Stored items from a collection
============================================================
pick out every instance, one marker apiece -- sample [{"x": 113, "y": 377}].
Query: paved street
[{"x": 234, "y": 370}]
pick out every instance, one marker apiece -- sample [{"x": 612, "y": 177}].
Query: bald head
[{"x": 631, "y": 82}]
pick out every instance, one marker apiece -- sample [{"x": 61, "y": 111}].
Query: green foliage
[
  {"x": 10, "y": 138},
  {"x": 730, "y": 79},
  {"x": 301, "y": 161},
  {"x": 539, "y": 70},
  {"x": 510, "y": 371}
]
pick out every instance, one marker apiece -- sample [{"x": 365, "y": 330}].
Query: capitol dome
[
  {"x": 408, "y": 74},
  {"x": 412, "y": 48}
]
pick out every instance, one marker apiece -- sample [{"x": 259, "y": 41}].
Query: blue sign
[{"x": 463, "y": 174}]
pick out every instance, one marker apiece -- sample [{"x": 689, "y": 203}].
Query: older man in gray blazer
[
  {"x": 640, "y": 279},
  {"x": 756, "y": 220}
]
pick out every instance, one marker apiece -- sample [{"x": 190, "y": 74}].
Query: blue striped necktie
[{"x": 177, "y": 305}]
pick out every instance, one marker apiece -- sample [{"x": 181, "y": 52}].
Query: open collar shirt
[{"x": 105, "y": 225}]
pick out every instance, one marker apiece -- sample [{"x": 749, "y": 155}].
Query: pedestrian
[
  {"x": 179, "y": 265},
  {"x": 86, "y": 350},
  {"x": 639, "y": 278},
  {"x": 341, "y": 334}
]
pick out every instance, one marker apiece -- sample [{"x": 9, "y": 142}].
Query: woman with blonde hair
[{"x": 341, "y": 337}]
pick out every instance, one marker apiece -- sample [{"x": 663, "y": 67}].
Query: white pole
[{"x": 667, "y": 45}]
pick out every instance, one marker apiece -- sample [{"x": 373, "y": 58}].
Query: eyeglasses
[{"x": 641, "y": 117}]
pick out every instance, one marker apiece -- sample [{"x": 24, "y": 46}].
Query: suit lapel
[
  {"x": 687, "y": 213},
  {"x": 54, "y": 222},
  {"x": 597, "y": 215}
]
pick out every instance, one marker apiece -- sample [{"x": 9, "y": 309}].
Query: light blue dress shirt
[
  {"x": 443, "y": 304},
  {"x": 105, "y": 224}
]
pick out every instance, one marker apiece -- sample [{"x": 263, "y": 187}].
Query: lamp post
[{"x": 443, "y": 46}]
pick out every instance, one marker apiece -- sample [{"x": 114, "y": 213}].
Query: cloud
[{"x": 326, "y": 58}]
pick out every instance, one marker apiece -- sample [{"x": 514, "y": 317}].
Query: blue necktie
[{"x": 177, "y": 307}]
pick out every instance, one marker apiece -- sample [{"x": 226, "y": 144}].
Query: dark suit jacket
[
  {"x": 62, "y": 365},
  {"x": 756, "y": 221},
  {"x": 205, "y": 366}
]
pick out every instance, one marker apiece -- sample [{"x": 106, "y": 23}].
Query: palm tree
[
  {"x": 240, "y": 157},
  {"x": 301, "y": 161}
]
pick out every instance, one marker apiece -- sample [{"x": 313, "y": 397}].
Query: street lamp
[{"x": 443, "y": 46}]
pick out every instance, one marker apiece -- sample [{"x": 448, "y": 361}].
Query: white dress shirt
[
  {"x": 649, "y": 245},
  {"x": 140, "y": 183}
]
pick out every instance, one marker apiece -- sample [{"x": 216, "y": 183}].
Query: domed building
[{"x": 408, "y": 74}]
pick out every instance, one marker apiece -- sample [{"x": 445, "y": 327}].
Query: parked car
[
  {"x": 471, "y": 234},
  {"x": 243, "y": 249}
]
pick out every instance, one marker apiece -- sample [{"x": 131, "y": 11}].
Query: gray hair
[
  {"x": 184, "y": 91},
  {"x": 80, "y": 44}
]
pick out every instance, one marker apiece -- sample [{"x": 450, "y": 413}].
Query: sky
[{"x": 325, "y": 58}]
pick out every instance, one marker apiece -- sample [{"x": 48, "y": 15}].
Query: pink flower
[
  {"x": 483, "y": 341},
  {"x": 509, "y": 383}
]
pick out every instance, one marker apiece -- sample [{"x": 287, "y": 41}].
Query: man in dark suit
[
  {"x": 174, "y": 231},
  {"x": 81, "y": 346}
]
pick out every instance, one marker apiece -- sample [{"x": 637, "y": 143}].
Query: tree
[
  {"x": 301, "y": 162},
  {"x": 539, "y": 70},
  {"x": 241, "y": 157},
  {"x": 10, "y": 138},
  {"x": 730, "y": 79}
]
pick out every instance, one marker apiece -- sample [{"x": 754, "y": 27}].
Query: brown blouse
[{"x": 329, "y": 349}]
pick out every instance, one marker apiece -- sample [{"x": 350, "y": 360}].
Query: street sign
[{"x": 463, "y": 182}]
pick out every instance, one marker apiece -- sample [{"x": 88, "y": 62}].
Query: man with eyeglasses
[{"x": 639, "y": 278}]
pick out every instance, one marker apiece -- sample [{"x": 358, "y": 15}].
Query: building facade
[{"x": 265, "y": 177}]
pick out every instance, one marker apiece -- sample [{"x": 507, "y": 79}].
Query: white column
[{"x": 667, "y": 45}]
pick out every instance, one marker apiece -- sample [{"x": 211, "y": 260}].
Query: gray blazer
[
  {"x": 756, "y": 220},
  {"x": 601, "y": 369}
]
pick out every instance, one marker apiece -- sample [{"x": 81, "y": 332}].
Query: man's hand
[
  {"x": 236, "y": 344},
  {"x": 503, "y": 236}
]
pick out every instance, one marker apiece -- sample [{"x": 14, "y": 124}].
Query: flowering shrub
============================================================
| To do |
Without omitting anything, output the entries exactly.

| Solution to the problem |
pick out every instance, one marker apiece -- sample [{"x": 113, "y": 377}].
Query: paved street
[{"x": 234, "y": 370}]
pick out every instance, one marker apiece -- sample [{"x": 612, "y": 177}].
Query: bald head
[{"x": 631, "y": 82}]
pick out every instance, one marker apiece -- sample [{"x": 61, "y": 111}].
Query: green foliage
[
  {"x": 10, "y": 138},
  {"x": 730, "y": 79},
  {"x": 301, "y": 161},
  {"x": 539, "y": 70},
  {"x": 510, "y": 371}
]
pick out every instance, one marker apiece -- sample [{"x": 365, "y": 330}].
Query: capitol dome
[
  {"x": 408, "y": 74},
  {"x": 412, "y": 48}
]
pick out every instance, one marker apiece -- sample [{"x": 259, "y": 41}].
Query: blue sign
[{"x": 463, "y": 174}]
pick out every instance, one marker apiece -- sample [{"x": 689, "y": 203}].
Query: older man in gray blazer
[
  {"x": 640, "y": 279},
  {"x": 756, "y": 220}
]
pick out every instance, one marker apiece -- sample [{"x": 190, "y": 74}].
Query: blue striped necktie
[{"x": 177, "y": 305}]
pick out every instance, one marker apiece -- sample [{"x": 181, "y": 52}].
Query: open collar shirt
[{"x": 105, "y": 225}]
pick out every instance, one marker apiece -- sample [{"x": 749, "y": 155}].
Query: pedestrian
[
  {"x": 179, "y": 265},
  {"x": 86, "y": 350},
  {"x": 639, "y": 278},
  {"x": 341, "y": 334}
]
pick out every instance, one marker apiece -- sample [{"x": 9, "y": 142}].
Query: woman with blonde hair
[{"x": 341, "y": 337}]
pick out every instance, one marker apiece -- sample [{"x": 663, "y": 67}].
Query: white pole
[{"x": 667, "y": 45}]
pick out every instance, one marker apiece -- sample [{"x": 373, "y": 58}].
Query: eyeglasses
[{"x": 641, "y": 117}]
pick out every instance, one marker apiece -- sample [{"x": 24, "y": 46}].
Query: suit lapel
[
  {"x": 687, "y": 213},
  {"x": 54, "y": 222},
  {"x": 597, "y": 215}
]
pick out every instance, one marker apiece -- sample [{"x": 9, "y": 309}].
Query: light blue dress shirt
[
  {"x": 443, "y": 304},
  {"x": 105, "y": 224}
]
pick out every instance, one marker apiece -- sample [{"x": 263, "y": 187}].
Query: lamp post
[{"x": 443, "y": 46}]
pick out every instance, one marker apiece -- sample [{"x": 114, "y": 213}].
Query: cloud
[{"x": 326, "y": 58}]
pick out every instance, one marker apiece -- sample [{"x": 514, "y": 317}].
Query: blue necktie
[{"x": 177, "y": 307}]
pick out every instance, one marker apiece -- sample [{"x": 226, "y": 144}].
Query: dark suit jacket
[
  {"x": 62, "y": 365},
  {"x": 756, "y": 221},
  {"x": 205, "y": 366}
]
pick out every instance, one marker apiece -- sample [{"x": 106, "y": 23}].
Query: palm tree
[
  {"x": 240, "y": 157},
  {"x": 301, "y": 161}
]
pick out every instance, one marker apiece -- sample [{"x": 313, "y": 397}].
Query: street lamp
[{"x": 443, "y": 46}]
pick out every instance, one marker apiece -- sample [{"x": 448, "y": 361}].
Query: white dress shirt
[
  {"x": 649, "y": 245},
  {"x": 140, "y": 183}
]
pick out every instance, one marker apiece -- sample [{"x": 216, "y": 183}].
Query: domed building
[{"x": 408, "y": 74}]
pick out every instance, one marker apiece -- sample [{"x": 445, "y": 327}].
Query: parked car
[
  {"x": 471, "y": 234},
  {"x": 243, "y": 249}
]
pick out every instance, one marker apiece -- sample [{"x": 131, "y": 11}].
Query: gray hair
[
  {"x": 184, "y": 91},
  {"x": 80, "y": 44}
]
pick out every instance, one marker apiece -- sample [{"x": 450, "y": 413}].
Query: sky
[{"x": 325, "y": 58}]
pick out every instance, one marker apiece -- sample [{"x": 48, "y": 15}].
Query: pink flower
[
  {"x": 483, "y": 341},
  {"x": 509, "y": 383}
]
pick out every instance, one marker apiece -- sample [{"x": 287, "y": 41}].
Query: man in dark suit
[
  {"x": 174, "y": 231},
  {"x": 81, "y": 346}
]
pick out every instance, one marker apiece -- sample [{"x": 637, "y": 143}].
Query: tree
[
  {"x": 301, "y": 162},
  {"x": 539, "y": 70},
  {"x": 241, "y": 157},
  {"x": 10, "y": 138},
  {"x": 730, "y": 79}
]
pick out every instance, one marker apiece -- sample [{"x": 754, "y": 27}].
Query: brown blouse
[{"x": 329, "y": 349}]
pick out every instance, one marker apiece -- sample [{"x": 350, "y": 360}].
Query: street sign
[{"x": 463, "y": 182}]
pick out every instance, one marker apiece -- sample [{"x": 88, "y": 62}].
Query: man with eyeglasses
[{"x": 639, "y": 278}]
pick out every instance, one marker apiece -- sample [{"x": 358, "y": 15}].
Query: building facade
[{"x": 265, "y": 177}]
pick out every instance, one marker apiece -- sample [{"x": 507, "y": 79}].
Query: white column
[{"x": 667, "y": 45}]
pick out every instance, one marker apiece -- sample [{"x": 211, "y": 260}].
Query: gray blazer
[
  {"x": 756, "y": 220},
  {"x": 601, "y": 369}
]
pick out every instance, one marker apiece -- sample [{"x": 81, "y": 332}].
Query: man's hand
[
  {"x": 236, "y": 344},
  {"x": 503, "y": 236}
]
pick out every instance, one marker apiece -- sample [{"x": 14, "y": 124}].
Query: flowering shrub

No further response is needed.